- _Reading text_
== Segment start ==

Jesus' life shows us a different way. He shows us how much he cares about sin by
dying in undeserving death to cover it. He tells people, even people in dire situations,
to go and sin no more. And if God says something is good and right and true or God says something
is wrong and dark and bad or false, then we are absolutely being loving by agreeing with him
and sharing that agreement with other people. Still we will be told that that is hate.
And when we are slandered in that way, rather than reacting in anger, we will.
bless the slanders, we pray for them, we share the gospel with them, that's Agape love.
That's what Christ compels us to do. That's what He enables us to do. That's what I so often,
we so often fail to do. Nevertheless, it's what we are called to do. Agape is impartial.
It doesn't try to love some kinds of people more or less or better than others when it comes to
this kind of sacrificial service. It considers everyone more significant than ourselves,
as Philippians 2-3 tells us
the exact opposite message
that we are hearing from the world today.
And it's incredibly freeing,
incredibly freeing that we do not have to meet the world's demands
of righteousness and love and goodness and compassion
because clearly, as we can see from the behavior of so many people,
especially when it comes to the cancellation of those
that we simply disagree with,
that they don't know what love is,
that they don't actually know what empathy and compassion is,
all of these things that they say that they embody
unless they know God and agree with what he says is good and right and true,
what he says is love and hate and right and wrong.
They don't know it.

== Segment end ==

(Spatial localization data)
== Segment start ==

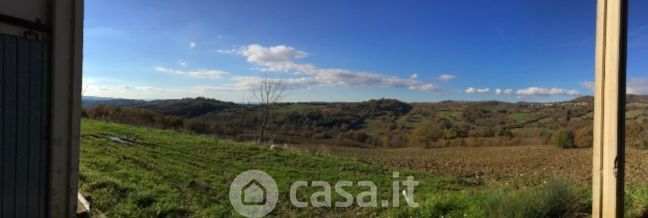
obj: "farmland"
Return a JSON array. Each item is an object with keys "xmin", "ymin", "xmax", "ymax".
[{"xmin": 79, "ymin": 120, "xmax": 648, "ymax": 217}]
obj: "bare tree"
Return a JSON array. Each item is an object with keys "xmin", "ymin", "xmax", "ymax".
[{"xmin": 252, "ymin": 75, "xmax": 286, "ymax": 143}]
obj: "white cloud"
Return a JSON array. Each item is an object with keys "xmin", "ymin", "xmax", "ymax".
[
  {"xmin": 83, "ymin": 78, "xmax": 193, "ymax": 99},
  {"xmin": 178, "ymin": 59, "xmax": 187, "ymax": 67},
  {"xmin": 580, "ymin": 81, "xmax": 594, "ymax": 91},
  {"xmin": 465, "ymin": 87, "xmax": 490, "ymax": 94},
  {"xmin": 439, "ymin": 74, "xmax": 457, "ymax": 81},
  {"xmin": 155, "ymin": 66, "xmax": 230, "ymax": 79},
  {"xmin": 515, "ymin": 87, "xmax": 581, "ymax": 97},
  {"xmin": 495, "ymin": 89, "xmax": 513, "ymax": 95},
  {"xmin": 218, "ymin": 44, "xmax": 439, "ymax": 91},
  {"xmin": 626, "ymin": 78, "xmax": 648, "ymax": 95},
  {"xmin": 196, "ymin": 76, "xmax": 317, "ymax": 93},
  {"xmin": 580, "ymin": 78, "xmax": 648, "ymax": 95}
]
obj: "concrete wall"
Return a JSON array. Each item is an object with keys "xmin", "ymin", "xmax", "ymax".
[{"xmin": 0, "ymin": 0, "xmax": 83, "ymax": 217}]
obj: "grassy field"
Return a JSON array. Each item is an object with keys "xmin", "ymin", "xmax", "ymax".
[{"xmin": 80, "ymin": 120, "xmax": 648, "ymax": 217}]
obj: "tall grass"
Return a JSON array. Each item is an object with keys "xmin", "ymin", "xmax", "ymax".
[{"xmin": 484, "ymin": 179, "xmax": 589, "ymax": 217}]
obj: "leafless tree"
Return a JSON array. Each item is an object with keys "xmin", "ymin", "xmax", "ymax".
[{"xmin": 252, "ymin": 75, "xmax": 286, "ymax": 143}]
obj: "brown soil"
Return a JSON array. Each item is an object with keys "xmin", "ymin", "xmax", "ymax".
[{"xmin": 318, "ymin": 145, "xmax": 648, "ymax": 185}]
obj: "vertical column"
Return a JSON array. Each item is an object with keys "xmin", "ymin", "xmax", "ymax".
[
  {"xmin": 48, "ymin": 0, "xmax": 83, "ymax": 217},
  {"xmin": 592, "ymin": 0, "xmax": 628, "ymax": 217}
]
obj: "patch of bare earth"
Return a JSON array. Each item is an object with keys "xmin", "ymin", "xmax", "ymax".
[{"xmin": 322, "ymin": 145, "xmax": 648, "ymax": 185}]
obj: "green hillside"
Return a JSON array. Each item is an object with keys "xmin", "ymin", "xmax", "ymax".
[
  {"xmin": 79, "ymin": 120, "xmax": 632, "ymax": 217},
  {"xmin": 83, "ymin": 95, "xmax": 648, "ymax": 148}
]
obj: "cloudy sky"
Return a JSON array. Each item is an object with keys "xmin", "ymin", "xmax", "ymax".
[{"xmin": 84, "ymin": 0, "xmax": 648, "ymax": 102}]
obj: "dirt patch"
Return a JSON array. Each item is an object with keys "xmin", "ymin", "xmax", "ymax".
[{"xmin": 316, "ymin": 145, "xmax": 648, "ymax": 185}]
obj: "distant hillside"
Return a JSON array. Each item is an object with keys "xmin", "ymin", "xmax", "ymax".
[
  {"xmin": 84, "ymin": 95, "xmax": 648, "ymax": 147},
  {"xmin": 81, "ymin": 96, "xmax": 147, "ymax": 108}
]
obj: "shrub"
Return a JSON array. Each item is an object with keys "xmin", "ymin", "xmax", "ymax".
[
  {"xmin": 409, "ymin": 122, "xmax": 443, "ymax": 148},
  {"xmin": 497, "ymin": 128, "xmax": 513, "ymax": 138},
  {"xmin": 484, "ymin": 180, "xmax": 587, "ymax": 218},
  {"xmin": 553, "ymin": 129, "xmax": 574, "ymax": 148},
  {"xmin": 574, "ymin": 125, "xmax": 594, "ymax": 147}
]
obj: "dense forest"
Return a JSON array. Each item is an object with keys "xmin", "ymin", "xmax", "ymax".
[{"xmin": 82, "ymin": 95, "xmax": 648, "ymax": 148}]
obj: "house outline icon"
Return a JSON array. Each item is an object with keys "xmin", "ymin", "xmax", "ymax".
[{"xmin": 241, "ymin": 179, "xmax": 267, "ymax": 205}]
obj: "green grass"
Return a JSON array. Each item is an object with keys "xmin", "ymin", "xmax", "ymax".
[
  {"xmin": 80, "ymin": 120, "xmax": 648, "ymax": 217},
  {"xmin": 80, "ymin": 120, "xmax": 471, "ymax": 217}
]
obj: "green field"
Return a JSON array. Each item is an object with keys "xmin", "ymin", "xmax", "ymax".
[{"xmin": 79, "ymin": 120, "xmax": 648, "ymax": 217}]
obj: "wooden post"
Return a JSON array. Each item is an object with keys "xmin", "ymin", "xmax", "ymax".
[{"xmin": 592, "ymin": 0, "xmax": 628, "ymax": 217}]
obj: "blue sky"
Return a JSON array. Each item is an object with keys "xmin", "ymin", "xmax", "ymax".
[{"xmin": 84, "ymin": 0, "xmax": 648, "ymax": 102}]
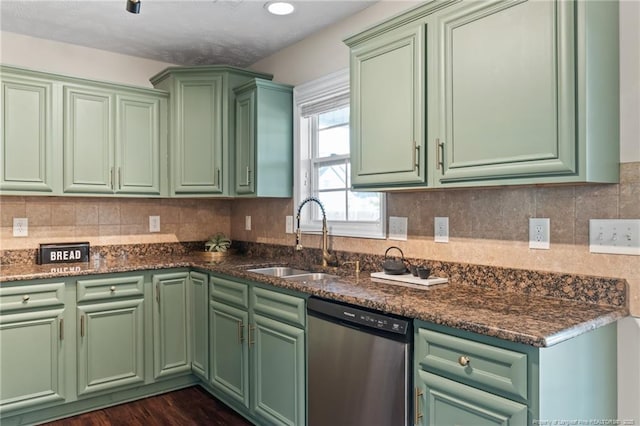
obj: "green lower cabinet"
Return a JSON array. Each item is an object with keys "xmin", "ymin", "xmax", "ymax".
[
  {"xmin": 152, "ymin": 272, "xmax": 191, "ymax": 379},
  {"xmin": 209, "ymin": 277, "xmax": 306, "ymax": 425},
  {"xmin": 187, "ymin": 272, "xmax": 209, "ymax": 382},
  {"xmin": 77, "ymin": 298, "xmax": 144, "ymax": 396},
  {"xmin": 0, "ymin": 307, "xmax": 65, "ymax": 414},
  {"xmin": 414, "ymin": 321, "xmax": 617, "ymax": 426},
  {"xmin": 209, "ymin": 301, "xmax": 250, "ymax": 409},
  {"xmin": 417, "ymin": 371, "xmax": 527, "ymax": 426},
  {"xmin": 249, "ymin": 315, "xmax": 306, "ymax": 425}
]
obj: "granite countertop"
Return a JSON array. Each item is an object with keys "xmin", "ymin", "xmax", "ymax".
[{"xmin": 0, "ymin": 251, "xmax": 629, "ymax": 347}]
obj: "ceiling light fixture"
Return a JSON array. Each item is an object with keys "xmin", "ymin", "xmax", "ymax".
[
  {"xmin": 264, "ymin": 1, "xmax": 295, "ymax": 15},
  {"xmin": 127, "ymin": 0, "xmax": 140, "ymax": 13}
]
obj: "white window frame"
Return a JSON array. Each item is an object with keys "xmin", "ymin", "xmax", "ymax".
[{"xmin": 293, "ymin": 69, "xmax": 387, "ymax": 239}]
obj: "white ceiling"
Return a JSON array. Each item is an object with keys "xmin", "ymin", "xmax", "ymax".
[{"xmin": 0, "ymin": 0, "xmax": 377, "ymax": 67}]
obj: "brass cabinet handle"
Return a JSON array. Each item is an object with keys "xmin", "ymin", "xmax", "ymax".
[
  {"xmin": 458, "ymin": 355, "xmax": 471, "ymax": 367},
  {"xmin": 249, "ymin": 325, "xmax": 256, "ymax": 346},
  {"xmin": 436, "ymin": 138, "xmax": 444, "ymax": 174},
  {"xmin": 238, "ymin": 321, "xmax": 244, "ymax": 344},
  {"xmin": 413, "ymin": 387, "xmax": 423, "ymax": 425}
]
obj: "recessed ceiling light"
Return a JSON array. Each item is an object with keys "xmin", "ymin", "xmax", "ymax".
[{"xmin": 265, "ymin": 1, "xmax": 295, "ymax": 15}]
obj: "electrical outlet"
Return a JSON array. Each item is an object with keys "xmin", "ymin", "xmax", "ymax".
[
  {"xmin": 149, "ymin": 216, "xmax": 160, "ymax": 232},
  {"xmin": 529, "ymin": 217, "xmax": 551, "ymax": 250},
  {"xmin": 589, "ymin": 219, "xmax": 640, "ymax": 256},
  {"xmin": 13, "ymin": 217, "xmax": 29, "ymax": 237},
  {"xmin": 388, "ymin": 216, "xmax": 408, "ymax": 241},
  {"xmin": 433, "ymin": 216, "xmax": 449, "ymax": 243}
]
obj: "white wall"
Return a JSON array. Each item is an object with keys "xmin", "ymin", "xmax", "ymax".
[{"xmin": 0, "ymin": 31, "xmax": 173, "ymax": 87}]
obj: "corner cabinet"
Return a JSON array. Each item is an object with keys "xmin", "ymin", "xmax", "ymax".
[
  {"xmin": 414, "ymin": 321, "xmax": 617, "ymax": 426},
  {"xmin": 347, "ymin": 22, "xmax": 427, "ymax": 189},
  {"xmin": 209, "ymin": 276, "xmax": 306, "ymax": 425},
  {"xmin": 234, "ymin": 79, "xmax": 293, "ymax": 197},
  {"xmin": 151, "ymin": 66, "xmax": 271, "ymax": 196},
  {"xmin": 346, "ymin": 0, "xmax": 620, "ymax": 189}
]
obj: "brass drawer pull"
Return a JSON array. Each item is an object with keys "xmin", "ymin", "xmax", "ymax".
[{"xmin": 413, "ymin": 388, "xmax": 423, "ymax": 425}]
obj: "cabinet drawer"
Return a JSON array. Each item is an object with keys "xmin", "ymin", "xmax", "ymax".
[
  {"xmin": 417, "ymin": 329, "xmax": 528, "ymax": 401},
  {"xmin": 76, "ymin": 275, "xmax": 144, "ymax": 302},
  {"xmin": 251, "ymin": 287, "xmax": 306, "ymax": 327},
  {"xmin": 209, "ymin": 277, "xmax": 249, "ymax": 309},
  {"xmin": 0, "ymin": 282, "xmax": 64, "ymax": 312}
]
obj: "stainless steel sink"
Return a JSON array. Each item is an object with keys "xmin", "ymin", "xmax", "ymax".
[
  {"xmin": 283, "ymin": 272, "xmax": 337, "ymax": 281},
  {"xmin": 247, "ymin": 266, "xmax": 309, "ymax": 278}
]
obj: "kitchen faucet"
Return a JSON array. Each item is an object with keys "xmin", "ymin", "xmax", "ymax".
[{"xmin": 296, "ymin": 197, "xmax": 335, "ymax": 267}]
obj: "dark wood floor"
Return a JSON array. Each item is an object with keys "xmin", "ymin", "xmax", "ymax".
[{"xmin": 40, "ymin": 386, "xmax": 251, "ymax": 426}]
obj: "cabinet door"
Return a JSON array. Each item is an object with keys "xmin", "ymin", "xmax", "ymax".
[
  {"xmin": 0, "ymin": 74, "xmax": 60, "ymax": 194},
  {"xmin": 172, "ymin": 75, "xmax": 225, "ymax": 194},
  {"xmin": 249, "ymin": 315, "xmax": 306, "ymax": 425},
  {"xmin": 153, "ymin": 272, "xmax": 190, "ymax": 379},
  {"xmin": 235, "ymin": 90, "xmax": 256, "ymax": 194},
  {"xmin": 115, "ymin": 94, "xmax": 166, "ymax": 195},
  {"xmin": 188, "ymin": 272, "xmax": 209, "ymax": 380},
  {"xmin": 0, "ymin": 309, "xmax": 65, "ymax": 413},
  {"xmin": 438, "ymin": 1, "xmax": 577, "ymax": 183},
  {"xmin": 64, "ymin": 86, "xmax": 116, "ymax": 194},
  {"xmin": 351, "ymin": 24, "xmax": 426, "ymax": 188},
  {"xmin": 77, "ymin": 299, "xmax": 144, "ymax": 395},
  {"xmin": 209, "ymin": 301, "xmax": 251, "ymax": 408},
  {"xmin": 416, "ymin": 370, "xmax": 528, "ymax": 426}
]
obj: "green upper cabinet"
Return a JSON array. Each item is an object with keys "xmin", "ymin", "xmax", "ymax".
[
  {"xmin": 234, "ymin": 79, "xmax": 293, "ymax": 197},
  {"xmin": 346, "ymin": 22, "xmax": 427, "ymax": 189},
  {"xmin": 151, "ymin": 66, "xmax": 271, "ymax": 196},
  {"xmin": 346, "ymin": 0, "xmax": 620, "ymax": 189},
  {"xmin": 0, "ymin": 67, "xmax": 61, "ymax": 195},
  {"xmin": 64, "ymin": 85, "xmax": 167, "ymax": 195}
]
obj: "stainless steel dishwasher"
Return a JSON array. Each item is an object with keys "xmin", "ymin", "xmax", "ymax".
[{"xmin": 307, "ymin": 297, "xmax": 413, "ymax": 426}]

== Segment end ==

- _What this task involves_
In the text on Agape love, which Bible passage is cited for the idea that Agape considers everyone more significant than ourselves?

- _Solution_
Philippians 2-3